▸ **Data shown**
**********

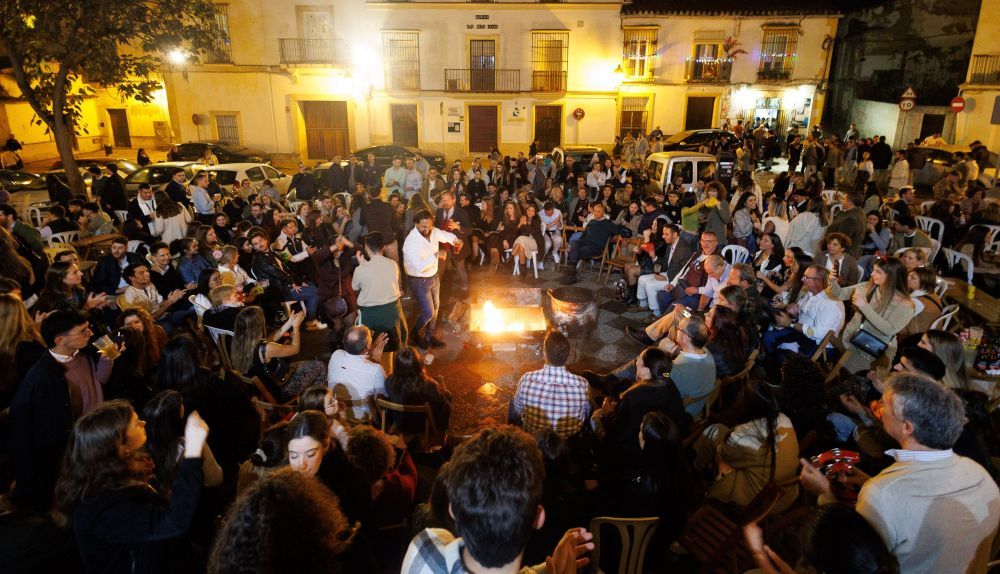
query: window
[214,114,240,145]
[205,4,233,64]
[622,28,659,82]
[618,98,649,137]
[531,32,569,92]
[382,32,420,90]
[757,28,799,80]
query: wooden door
[684,96,715,130]
[469,106,497,153]
[469,40,496,92]
[108,110,132,147]
[535,106,562,152]
[299,102,351,160]
[392,104,419,147]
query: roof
[622,0,842,16]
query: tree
[0,0,226,193]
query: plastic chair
[943,247,976,285]
[49,231,80,243]
[722,245,750,265]
[930,303,959,331]
[590,516,660,574]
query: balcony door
[469,40,497,92]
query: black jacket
[9,352,73,512]
[91,251,144,295]
[73,458,204,574]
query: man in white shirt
[800,373,1000,574]
[326,325,389,420]
[403,211,462,349]
[762,265,844,362]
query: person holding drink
[403,208,463,349]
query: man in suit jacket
[628,223,691,307]
[434,191,472,299]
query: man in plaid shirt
[510,331,590,438]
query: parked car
[208,163,292,196]
[175,140,271,163]
[49,157,139,177]
[351,144,445,173]
[645,151,718,195]
[552,145,611,175]
[663,129,735,151]
[906,145,998,191]
[125,161,208,199]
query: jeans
[406,275,441,341]
[288,283,319,321]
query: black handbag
[851,323,889,359]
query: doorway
[684,96,715,130]
[299,102,351,160]
[391,104,418,147]
[469,106,498,153]
[535,106,562,152]
[108,109,132,147]
[469,40,497,92]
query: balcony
[444,68,521,93]
[969,54,1000,85]
[531,70,566,92]
[684,58,733,84]
[278,38,349,65]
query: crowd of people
[0,119,1000,574]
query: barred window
[531,32,569,92]
[757,27,799,80]
[382,32,420,90]
[622,28,659,82]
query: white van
[646,151,718,192]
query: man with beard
[403,209,463,349]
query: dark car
[663,129,736,151]
[552,145,611,175]
[176,140,271,163]
[49,157,139,177]
[351,144,445,172]
[0,169,46,193]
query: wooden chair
[375,396,438,450]
[204,325,236,370]
[678,477,799,574]
[590,516,660,574]
[597,235,642,283]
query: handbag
[851,323,889,359]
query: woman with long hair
[917,329,970,389]
[0,293,46,410]
[488,201,521,273]
[34,261,110,313]
[56,400,208,573]
[696,379,799,512]
[285,411,372,527]
[153,191,191,245]
[230,306,326,401]
[142,391,222,494]
[385,346,451,435]
[828,257,914,379]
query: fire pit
[469,288,548,351]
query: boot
[625,284,639,306]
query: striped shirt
[513,365,590,438]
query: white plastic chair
[49,231,80,244]
[944,247,976,285]
[590,516,660,574]
[930,303,958,331]
[722,245,750,265]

**********

▸ **Objective**
Rewrite the part of the material that opens with the line containing "query: tree" and closes with the line containing "[510,331,590,438]", both included, as a numbered list with one line per item and blank lines left out.

▸ **Solved problem**
1. query: tree
2. [0,0,226,193]
3. query: plastic chair
4. [943,247,976,285]
5. [49,231,80,243]
6. [722,245,750,265]
7. [930,303,959,331]
8. [590,516,660,574]
9. query: balcony door
10. [469,40,497,92]
11. query: black jacket
12. [9,352,73,512]
13. [91,251,144,295]
14. [73,458,204,574]
15. query: man in white shirt
16. [800,373,1000,574]
17. [326,325,389,420]
18. [403,211,462,349]
19. [762,265,844,362]
20. query: person holding drink
21. [403,208,463,349]
22. query: man in suit jacket
23. [628,223,691,307]
24. [434,191,472,299]
25. query: man in plaid shirt
26. [510,331,590,438]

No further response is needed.